** WHAT IS REQUIRED **
Your job is to copy every line in the material containing the word "query".

** SOURCE MATERIAL **

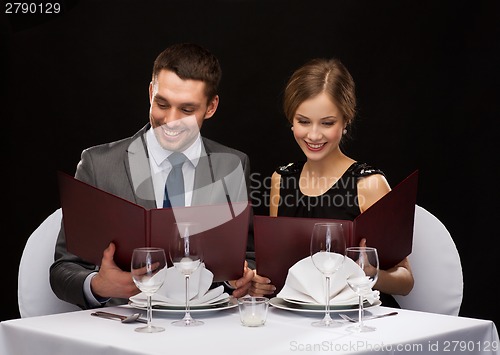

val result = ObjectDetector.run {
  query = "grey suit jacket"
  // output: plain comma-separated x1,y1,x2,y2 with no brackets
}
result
==
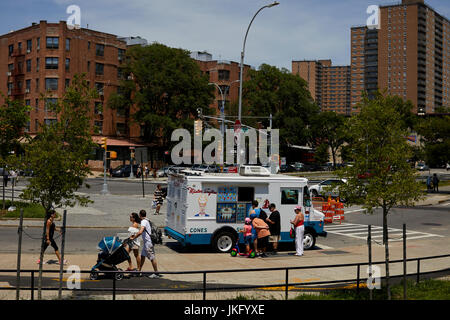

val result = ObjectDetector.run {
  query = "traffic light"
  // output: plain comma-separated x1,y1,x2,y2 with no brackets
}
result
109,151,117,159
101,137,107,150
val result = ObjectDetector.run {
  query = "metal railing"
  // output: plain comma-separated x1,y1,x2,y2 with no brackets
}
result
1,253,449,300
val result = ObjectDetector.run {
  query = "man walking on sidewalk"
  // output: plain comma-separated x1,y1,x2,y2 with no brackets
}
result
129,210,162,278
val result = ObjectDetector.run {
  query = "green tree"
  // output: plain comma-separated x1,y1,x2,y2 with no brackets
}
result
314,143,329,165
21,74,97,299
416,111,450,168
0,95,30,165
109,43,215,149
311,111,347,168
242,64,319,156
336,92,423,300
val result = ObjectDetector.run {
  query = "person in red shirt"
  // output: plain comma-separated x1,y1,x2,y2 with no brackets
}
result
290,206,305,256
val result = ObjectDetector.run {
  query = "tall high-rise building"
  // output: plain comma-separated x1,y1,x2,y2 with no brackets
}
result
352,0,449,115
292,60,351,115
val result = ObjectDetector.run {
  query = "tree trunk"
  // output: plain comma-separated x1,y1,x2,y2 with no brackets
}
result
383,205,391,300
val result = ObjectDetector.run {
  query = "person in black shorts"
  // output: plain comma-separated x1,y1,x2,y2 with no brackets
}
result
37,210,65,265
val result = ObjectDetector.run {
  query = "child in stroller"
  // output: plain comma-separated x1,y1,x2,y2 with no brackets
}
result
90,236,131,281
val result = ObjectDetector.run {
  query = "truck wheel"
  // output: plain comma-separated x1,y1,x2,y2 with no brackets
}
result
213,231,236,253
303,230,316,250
--
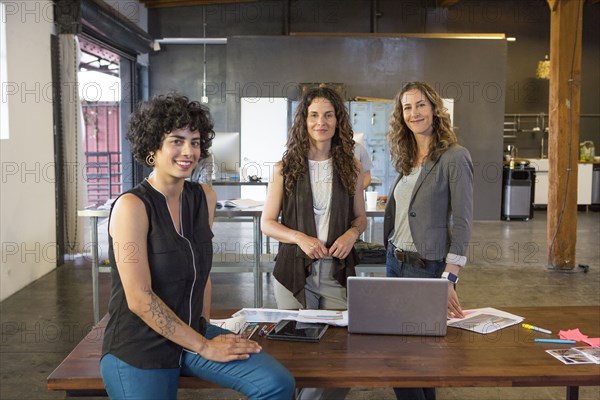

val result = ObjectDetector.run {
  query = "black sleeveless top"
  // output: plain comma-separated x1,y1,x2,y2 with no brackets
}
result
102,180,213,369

** SOLUTION FOR THIS PROBLEM **
  query = "grey suit jacket"
  query = "traffic light"
  query = "metal railing"
  query = "man walking on sidewalk"
  query = "green tree"
  query = "person in red shirt"
  query = "tall high-rise building"
  query = "tree trunk"
  query = "person in black shorts"
  query = "child in stroller"
  query = "truck wheel"
  query = "black sleeveless top"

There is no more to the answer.